» EXERCISES TO COMPLETE:
1. According to the text on HIV screening at Guy's and St Thomas', what share of the people diagnosed had recently acquired the infection?
2. Carry on with the text on HIV screening at Guy's and St Thomas', picking up after its final sentence.

12 people who had already been diagnosed but did not seek follow-up treatment were also identified thanks to the practise.
Joel Paparello, HIV specialist nurse at Guy’s and St Thomas’, says: “Our HIV screening programme is helping to identify people who might not otherwise get timely diagnoses. A quarter of the people we diagnosed had recently acquired the infection and early treatment intervention will have great personal and public health benefits.”
The hospital earned a royal seal of approval earlier this year when Prince Harry underwent a HIV test there, broadcast live on the Royal Family’s Facebook page.
Dr Michael Brady, Medical Director at Terrence Higgins Trust, says: “This proactive approach to HIV testing by Guy’s and St Thomas’ has been a fantastic success in terms of diagnosing people living with HIV who may not otherwise have known their status.

Dataset entries
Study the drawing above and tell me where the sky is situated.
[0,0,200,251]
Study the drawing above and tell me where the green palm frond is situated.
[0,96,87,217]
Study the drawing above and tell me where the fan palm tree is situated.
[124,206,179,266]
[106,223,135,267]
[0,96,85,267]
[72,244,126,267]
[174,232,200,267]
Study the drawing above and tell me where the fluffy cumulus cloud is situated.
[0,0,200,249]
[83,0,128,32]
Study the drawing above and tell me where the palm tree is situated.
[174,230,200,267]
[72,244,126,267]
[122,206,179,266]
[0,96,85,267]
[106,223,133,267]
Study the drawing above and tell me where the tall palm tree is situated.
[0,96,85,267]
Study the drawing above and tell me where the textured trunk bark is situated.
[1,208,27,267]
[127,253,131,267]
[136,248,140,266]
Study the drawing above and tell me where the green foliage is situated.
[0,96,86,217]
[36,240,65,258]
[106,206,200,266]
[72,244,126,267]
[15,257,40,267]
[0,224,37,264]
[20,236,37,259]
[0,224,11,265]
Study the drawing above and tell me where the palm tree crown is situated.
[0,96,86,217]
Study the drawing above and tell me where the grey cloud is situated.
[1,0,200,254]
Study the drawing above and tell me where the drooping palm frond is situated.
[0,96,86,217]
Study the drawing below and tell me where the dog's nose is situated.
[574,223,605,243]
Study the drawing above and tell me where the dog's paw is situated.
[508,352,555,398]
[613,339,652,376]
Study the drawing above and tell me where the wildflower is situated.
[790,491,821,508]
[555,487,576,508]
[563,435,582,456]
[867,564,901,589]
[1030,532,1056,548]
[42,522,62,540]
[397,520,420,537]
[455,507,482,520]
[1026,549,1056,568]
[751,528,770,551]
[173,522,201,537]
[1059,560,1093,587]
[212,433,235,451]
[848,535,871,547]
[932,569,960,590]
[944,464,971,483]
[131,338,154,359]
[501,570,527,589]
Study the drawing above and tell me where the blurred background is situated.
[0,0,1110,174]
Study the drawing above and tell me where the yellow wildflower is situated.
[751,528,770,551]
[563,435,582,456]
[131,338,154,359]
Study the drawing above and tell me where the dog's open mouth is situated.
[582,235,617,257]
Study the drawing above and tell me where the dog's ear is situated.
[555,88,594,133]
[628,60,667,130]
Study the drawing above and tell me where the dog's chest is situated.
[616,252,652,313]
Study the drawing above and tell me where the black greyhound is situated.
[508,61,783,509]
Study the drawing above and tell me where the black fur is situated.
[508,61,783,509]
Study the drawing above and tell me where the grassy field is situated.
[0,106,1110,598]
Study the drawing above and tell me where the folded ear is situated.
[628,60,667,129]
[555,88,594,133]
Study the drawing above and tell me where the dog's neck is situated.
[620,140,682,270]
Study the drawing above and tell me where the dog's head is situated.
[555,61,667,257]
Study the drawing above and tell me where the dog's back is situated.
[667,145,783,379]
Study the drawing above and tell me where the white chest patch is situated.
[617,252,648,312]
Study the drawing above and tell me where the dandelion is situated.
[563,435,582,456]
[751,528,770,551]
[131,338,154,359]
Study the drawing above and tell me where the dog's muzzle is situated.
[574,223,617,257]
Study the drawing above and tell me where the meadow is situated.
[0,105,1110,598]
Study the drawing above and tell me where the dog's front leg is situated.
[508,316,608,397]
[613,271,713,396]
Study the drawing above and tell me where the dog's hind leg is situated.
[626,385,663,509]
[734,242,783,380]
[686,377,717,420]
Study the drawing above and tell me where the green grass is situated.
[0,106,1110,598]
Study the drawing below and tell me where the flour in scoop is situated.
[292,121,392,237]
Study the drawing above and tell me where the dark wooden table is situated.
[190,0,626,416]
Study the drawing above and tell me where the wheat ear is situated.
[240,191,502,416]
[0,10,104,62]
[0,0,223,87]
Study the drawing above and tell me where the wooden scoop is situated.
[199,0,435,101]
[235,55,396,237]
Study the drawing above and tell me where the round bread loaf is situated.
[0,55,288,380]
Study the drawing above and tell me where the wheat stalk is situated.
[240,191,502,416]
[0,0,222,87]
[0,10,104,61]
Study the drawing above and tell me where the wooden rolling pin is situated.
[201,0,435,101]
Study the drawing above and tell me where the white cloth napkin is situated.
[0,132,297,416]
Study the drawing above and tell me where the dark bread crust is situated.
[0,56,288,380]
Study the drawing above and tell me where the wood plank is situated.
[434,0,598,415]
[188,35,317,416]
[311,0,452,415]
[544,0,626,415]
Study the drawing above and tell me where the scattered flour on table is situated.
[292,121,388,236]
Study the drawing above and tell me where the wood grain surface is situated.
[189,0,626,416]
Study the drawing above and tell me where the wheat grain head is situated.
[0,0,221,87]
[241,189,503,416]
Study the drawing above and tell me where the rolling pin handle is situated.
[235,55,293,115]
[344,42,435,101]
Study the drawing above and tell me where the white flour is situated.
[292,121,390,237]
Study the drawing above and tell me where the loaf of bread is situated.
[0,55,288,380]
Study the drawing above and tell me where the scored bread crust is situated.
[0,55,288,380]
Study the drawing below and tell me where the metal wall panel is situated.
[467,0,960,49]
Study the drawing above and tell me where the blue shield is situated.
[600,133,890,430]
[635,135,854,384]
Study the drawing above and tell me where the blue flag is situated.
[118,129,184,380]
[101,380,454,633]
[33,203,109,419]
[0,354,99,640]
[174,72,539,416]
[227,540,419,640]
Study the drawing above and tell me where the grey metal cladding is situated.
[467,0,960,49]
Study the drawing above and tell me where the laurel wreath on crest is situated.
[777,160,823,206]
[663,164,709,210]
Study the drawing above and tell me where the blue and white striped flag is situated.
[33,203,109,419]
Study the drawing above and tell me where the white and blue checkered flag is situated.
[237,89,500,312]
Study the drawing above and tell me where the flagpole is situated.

» ANSWERS TO THE EXERCISES:
1. A quarter.

2.
“We know that 1 in 6 people living with HIV remain undiagnosed. Testing puts people in control. When someone with HIV is on effective treatment they can expect long and healthy lives and won’t pass the virus on to others.
“This opt-out approach to testing will prevent people getting seriously ill, enable them to live longer and ultimately reduce further HIV transmissions. I hope other A&E departments, especially those in areas where rates of HIV and late diagnosis are higher, will be able to implement similar testing programmes.”
The practise has also been pioneered at a number of other hospitals.